─── Excerpted text ───

By Joice Alves
LONDON (Reuters) – Sterling rose against the dollar and the euro on Wednesday as traders looked past economic data in Britain and focused on a planned April re-opening of shops in England.
Data showed that Britain’s economy grew faster than previously thought in the final three months of last year, with gross domestic product rising 1.3% from the previous quarter. It still shrank by the most in more than three centuries in 2020.
Mortgage lender Nationwide said British house prices grew less than expected in March. House prices fell by a monthly 0.2%, slowing the pace of their annual increase to 5.7% from 6.9% in March.
Traders shrugged off the economic data as “these data points won’t be reflective of conditions in the UK economy soon as the stages of re-opening start to elapse”, said Simon Harvey, senior FX Market Analyst at Monex Europe in London.
Lockdown restrictions are gradually being lifted in England, with more substantial changes, including the re-opening of non-essential retail and outdoor hospitality settings, set to take place on April 12.
Scottish First Minister Nicola Sturgeon also plans to progressively ease restrictions in April.
Sterling was 0.4% higher at $1.3792 at 1500 GMT versus the dollar, which rose to multi-month peaks versus other currencies this week amid generous U.S. fiscal stimulus and speedy vaccinations.

───

| Requirement A |
Do these statements agree with the sterling report? For each, answer yes or no and quote the words of the report that decide it.
(i) Britain's gross domestic product grew by 1.3% in the last quarter of the year compared with the quarter before.
(ii) Nationwide reported a monthly rise in British house prices in March.
(iii) Non-essential retail in England is set to re-open on April 12.
| Requirement B |
Please list every percentage figure that appears in the sterling report.
| Requirement C |
Write the next few sentences of the sterling report, picking up after its final sentence.

─── Dataset extract ───

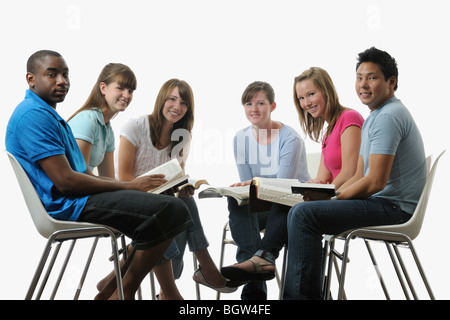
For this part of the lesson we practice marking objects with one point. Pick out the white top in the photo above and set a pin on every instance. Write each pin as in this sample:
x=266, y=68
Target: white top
x=147, y=157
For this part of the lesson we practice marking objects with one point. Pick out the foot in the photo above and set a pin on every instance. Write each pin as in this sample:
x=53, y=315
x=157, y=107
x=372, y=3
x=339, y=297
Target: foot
x=254, y=269
x=222, y=287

───

| Written answer A |
(i) Yes: "gross domestic product rising 1.3% from the previous quarter"
(ii) No: "House prices fell by a monthly 0.2%"
(iii) Yes: "including the re-opening of non-essential retail and outdoor hospitality settings, set to take place on April 12"

| Written answer B |
- 1.3%
- 0.2%
- 5.7%
- 6.9%
- 0.4%

| Written answer C |
After rising above $1.42 in February to its highest level against the dollar since April 2018, sterling lost some ground versus the greenback in March.
Monex’s Harvey said cable currently looks cheap “given what could be in store next month for the UK economy”.
Versus the euro, sterling was on track to its sixth consecutive monthly gain. It was 0.1% higher at 85.19 pence against the single currency.
The pound has gained 4.7% against the euro so far this year, with analysts attributing the move largely to the pace of the UK’s vaccine rollout, while continental Europe’s vaccination programme has lagged behind and COVID cases are rising.
“If things carry on the way they are now, I think we could see EURGBP trading around 83.00 pence by the end of the year,” said Stuart Cole, chief macro strategist at Equiti Capital in London.